● **Coordinate annotation entries**
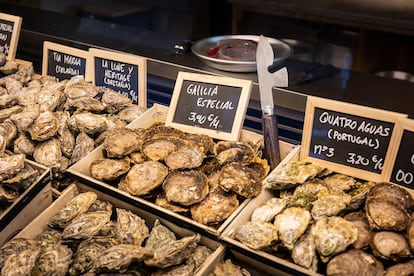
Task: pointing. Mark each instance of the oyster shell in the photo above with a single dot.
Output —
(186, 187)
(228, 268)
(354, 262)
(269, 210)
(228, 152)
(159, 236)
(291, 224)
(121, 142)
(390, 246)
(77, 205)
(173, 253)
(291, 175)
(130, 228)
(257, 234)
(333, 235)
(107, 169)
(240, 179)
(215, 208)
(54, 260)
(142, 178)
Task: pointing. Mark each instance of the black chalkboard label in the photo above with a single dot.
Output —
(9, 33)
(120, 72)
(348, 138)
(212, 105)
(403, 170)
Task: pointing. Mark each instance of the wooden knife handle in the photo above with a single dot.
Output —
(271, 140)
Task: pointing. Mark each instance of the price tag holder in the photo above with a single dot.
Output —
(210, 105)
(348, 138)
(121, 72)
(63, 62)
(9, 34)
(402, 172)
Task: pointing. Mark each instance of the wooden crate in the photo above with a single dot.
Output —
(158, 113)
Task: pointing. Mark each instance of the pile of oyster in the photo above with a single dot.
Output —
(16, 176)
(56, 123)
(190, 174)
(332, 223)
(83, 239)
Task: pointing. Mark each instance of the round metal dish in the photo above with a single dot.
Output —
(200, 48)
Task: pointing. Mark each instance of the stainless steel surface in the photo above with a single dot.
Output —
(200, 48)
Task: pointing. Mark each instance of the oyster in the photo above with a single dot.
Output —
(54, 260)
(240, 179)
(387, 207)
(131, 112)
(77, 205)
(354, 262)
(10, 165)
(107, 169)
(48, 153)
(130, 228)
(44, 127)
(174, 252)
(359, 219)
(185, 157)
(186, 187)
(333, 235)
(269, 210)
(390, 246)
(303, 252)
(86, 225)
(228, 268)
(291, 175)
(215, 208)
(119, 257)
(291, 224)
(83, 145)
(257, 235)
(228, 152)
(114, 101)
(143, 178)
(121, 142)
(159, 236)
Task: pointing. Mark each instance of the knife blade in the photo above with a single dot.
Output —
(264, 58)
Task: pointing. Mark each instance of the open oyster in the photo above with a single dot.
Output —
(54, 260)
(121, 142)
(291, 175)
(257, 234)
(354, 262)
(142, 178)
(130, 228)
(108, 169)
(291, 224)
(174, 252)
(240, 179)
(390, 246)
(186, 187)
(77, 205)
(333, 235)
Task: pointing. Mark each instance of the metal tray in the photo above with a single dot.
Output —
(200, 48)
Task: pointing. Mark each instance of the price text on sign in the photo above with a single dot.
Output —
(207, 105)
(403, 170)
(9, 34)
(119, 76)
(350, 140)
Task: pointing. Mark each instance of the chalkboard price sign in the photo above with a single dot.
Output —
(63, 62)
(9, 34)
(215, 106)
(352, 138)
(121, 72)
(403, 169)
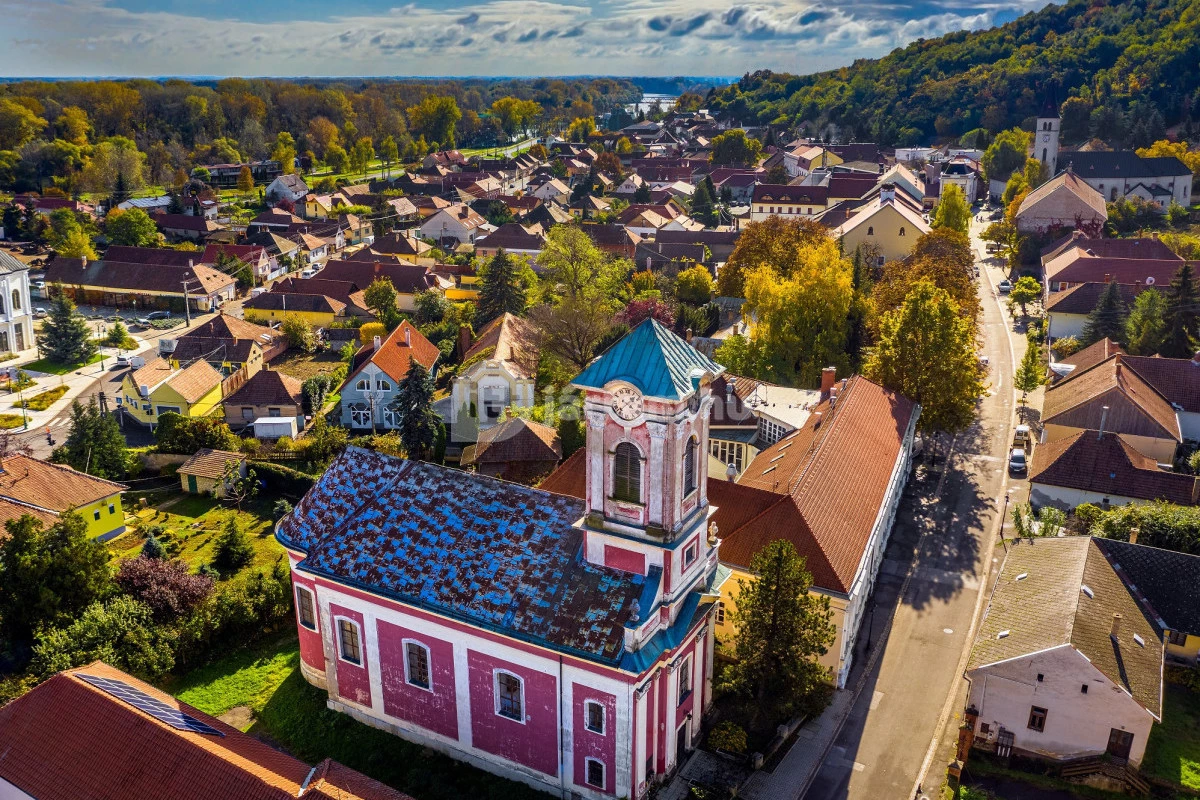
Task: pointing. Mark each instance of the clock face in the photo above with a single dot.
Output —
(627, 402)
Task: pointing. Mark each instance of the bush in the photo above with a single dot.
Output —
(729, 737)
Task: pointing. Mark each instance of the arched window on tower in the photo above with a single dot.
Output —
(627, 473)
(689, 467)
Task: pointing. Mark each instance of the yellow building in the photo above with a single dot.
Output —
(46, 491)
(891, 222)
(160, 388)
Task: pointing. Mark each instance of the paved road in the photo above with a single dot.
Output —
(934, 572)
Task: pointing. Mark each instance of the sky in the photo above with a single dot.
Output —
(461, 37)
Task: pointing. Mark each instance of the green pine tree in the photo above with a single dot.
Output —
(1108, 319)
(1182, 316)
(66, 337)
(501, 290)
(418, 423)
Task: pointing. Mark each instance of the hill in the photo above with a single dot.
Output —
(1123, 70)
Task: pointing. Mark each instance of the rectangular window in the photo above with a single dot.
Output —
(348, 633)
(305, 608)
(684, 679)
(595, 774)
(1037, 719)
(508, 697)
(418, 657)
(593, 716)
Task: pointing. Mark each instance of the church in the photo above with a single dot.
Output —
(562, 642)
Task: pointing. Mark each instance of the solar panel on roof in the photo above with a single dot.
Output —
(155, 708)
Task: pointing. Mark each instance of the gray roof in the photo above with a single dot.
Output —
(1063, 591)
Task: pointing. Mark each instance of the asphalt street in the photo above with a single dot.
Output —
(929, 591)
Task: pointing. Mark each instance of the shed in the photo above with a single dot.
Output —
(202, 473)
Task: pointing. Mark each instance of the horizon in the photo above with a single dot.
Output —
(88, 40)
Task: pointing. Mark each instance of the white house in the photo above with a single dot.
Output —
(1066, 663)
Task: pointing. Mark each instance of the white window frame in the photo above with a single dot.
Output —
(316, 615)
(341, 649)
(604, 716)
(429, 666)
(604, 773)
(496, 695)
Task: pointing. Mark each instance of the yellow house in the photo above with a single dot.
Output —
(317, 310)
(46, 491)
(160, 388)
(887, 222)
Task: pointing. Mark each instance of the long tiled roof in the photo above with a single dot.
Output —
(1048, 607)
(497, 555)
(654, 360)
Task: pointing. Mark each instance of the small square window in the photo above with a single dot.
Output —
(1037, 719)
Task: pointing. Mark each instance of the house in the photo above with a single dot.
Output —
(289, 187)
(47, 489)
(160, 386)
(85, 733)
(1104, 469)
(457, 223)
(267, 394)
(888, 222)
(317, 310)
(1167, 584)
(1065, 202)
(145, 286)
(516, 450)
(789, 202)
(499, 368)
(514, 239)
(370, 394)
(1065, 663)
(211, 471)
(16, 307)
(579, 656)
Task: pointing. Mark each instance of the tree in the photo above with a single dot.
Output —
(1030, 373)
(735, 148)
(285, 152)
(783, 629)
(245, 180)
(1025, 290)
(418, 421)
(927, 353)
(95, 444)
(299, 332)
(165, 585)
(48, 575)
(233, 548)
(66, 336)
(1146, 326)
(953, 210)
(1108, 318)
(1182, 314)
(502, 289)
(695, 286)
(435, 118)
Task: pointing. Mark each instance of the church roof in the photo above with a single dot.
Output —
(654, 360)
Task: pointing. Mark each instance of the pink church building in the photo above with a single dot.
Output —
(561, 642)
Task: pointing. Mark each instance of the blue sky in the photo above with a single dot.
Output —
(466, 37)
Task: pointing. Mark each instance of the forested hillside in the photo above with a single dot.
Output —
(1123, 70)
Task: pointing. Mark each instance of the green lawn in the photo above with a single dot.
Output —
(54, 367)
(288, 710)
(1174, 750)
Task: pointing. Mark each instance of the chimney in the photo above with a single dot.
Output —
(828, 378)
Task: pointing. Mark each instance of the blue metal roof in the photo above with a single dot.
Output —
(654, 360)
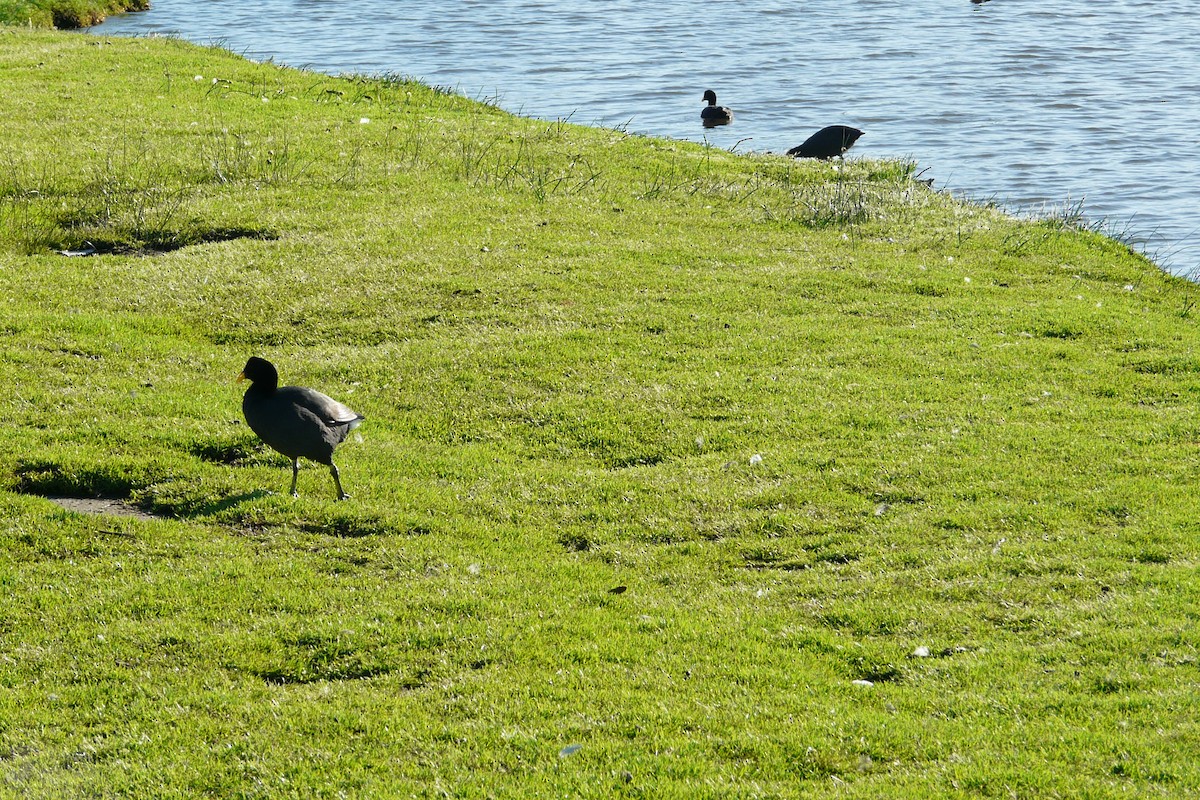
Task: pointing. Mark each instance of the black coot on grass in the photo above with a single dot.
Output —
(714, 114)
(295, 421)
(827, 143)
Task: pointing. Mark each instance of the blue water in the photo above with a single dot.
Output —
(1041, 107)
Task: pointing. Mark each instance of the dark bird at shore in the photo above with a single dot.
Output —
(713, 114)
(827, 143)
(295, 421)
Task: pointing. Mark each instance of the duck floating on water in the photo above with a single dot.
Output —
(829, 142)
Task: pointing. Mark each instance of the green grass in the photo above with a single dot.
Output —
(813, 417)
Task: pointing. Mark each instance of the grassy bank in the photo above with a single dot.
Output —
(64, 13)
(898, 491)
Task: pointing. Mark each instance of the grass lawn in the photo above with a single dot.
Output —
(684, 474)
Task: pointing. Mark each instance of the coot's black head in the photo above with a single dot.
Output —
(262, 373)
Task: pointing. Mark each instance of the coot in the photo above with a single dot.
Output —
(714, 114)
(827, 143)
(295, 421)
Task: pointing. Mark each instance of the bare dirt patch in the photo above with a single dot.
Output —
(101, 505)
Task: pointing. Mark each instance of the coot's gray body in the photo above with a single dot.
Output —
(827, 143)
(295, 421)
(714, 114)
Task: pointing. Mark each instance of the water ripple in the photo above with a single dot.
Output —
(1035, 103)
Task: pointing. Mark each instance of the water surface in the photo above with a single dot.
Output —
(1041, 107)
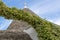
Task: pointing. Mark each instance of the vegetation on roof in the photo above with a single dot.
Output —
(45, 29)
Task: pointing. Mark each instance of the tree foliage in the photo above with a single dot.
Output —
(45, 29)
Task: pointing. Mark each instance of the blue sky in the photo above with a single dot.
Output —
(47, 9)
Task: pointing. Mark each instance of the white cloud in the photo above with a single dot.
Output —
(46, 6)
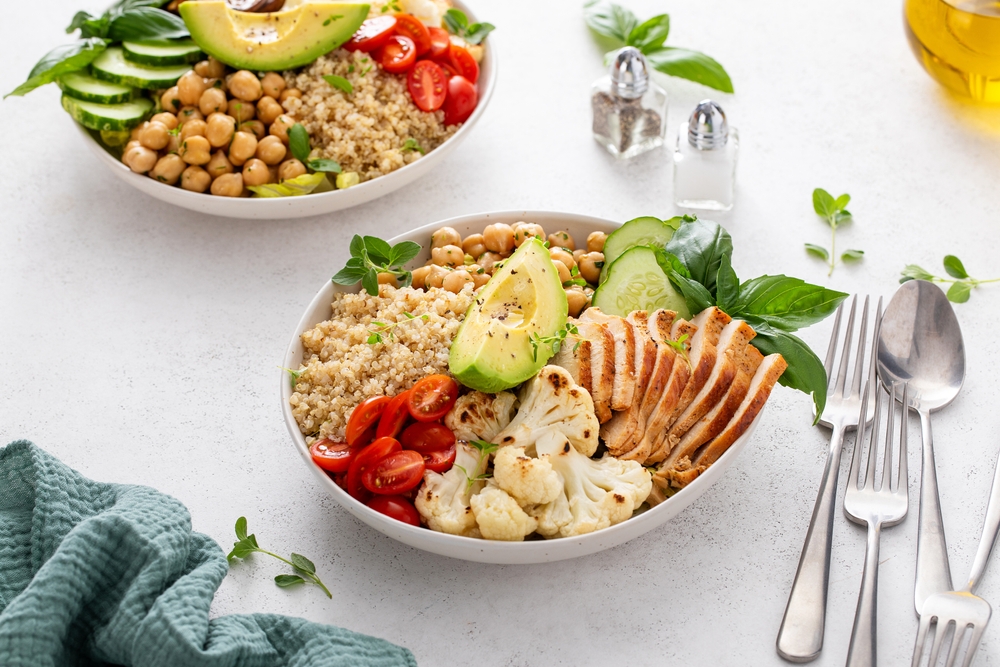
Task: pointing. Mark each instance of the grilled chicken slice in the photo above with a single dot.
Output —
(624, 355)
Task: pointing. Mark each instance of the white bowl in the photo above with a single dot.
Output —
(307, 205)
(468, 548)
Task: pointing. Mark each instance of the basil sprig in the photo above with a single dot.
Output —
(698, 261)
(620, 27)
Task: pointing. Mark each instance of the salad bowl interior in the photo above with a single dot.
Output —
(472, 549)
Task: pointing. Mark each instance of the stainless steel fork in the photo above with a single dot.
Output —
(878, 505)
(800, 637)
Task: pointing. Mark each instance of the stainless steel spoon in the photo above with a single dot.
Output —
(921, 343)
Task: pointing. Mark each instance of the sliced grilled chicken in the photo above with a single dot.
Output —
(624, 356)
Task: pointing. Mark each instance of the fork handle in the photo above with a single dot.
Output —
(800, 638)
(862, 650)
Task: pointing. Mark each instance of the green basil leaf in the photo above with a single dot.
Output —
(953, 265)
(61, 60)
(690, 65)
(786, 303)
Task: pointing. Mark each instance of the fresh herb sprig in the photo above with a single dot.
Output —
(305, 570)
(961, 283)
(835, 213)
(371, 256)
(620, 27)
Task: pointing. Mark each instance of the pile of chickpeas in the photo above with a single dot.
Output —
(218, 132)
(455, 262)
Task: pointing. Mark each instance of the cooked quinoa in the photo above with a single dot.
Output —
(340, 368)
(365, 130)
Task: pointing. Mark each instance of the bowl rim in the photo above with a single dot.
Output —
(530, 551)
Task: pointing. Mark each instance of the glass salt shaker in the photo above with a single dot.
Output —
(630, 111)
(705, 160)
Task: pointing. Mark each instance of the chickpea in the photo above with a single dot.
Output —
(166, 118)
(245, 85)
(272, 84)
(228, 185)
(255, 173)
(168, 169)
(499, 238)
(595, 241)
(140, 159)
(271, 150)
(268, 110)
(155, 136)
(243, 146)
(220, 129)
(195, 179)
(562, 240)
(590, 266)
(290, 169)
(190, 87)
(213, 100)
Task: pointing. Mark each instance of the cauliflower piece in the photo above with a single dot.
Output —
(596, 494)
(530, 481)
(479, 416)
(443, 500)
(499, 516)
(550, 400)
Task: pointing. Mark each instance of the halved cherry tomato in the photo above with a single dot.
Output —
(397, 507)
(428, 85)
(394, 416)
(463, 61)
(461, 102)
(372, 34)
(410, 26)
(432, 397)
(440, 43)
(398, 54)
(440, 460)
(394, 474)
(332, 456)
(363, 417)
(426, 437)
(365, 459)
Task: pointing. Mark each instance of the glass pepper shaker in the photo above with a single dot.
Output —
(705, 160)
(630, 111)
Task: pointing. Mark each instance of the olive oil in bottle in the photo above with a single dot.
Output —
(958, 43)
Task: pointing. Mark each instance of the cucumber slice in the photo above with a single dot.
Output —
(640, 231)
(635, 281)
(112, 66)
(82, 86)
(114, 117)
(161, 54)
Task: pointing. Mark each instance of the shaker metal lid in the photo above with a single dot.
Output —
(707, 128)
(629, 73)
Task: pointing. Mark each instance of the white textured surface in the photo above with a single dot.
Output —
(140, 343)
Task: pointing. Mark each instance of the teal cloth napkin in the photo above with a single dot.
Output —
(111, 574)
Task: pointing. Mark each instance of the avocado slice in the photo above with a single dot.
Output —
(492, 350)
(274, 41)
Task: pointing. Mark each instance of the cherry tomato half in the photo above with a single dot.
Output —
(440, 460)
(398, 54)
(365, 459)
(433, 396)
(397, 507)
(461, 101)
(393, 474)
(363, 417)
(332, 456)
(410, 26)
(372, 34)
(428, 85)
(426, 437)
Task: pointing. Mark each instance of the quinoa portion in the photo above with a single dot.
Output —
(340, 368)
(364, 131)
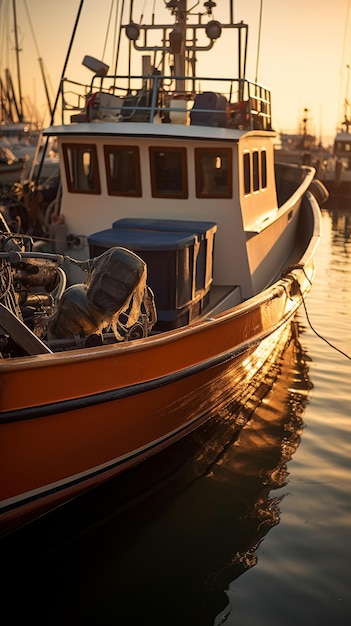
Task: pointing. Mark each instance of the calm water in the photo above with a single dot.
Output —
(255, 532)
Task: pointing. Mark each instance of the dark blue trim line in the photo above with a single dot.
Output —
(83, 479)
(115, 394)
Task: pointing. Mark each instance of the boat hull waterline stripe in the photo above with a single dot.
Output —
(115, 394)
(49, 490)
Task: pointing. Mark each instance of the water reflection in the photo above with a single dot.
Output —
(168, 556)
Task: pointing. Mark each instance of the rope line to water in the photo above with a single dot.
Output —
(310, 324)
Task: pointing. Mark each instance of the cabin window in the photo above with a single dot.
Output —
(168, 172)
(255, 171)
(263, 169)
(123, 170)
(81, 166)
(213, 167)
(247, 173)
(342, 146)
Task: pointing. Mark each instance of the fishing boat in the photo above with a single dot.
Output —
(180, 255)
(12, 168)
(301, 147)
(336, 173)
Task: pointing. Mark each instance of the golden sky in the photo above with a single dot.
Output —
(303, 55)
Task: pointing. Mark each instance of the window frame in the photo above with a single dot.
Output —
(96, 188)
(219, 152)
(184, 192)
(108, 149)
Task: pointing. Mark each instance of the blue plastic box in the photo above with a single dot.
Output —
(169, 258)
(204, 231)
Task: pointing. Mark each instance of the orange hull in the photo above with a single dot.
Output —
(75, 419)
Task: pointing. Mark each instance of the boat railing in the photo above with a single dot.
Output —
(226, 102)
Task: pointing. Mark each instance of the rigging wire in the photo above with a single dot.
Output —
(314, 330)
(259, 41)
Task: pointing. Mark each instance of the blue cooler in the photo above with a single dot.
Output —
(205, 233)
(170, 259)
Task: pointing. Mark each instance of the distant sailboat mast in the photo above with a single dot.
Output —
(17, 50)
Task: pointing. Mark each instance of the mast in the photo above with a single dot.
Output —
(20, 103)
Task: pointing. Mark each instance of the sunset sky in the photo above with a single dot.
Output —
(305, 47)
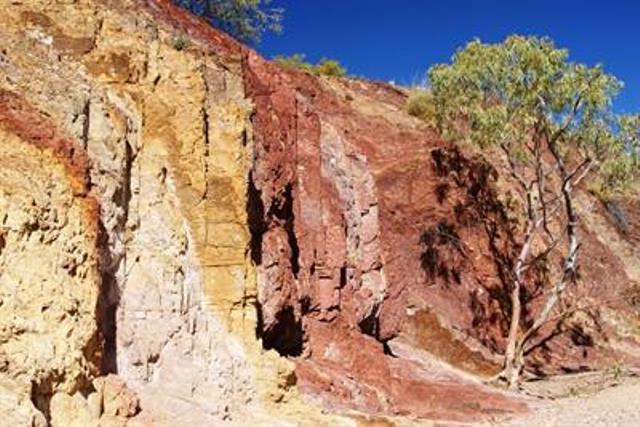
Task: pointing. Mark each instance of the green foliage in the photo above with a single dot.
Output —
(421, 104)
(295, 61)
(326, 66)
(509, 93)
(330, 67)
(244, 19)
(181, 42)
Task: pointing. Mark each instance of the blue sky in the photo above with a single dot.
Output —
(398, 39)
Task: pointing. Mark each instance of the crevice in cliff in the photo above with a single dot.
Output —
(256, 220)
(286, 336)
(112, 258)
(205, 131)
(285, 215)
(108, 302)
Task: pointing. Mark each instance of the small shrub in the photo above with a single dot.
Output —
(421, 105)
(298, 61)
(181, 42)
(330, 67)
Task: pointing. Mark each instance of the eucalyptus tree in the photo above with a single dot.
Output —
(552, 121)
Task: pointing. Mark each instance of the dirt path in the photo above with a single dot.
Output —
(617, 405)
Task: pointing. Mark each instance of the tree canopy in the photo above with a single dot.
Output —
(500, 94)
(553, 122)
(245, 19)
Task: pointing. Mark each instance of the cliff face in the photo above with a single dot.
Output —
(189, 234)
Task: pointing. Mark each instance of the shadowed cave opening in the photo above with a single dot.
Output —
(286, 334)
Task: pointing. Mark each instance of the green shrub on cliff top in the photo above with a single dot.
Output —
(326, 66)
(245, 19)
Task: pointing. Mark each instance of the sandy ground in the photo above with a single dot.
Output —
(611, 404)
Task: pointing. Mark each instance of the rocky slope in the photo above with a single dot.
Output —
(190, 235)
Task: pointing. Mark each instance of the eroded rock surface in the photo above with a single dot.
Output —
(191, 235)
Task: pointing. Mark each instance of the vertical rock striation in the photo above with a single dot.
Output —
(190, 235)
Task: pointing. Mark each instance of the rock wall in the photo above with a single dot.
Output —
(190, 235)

● **AIM OF THE TASK**
Take only the line containing "Task: pointing. Mark each instance of the distant" and every line after it to the end of the entries, and copy them exactly, pictures excluded.

● **ANSWER FOR THE TASK**
Task: pointing. Mark each instance of the distant sailboat mast in the photo above with a single dot.
Output —
(17, 50)
Task: pointing. Mark each instance of the mast in the photo above with a single dot.
Output —
(20, 103)
Task: pointing. Mark each instance of the sunset sky in the photo above with a single dot.
Output —
(305, 47)
Task: pointing. Mark each instance of the green foliage in the photo above with a single dot.
Output —
(421, 104)
(295, 61)
(326, 66)
(509, 93)
(330, 67)
(244, 19)
(181, 42)
Task: pointing. Mark each instance of the blue sky in the photo above with a single dot.
Output —
(398, 39)
Task: pointing. Mark each instance of the crevice in cliff in the photo above with a single dot.
Output —
(256, 220)
(286, 336)
(112, 258)
(205, 131)
(285, 215)
(108, 302)
Task: pointing. Mark each instance of the small shrub in the photo above with a single dot.
Output —
(421, 105)
(298, 61)
(181, 42)
(330, 67)
Task: pointing. Mark each instance of the eucalyptus tree in the photo above with a single dot.
Output —
(552, 121)
Task: pointing. Mark each instance of the dirt path in the photo above with a single dot.
Output —
(617, 405)
Task: pointing. Mark each instance of the tree canopy in the photo above with a single dot.
Output —
(500, 94)
(553, 122)
(245, 19)
Task: pointing. Mark each instance of the cliff face in the photo above with a single dot.
Output —
(189, 234)
Task: pointing. Mark each instance of the shadowed cave opening in the photo above with a single dot.
Output —
(286, 334)
Task: pointing. Mark each instance of the green shrub on cliff top in the photo above with a single dot.
Output —
(326, 66)
(245, 19)
Task: pointing. Mark each instance of the sandy ground in the photo above with a single dot.
Output —
(611, 404)
Task: pointing. Mark each instance of the rocky slope in the photo above with a single dot.
Output —
(190, 235)
Task: pointing. Mark each instance of the eroded rock surface in the photo above with a single dot.
Output —
(191, 235)
Task: pointing. Mark each instance of the vertical rock striation in the photo above with a single dot.
Output —
(190, 235)
Task: pointing. Mark each instance of the rock wall in the photo above with a single dot.
Output —
(190, 235)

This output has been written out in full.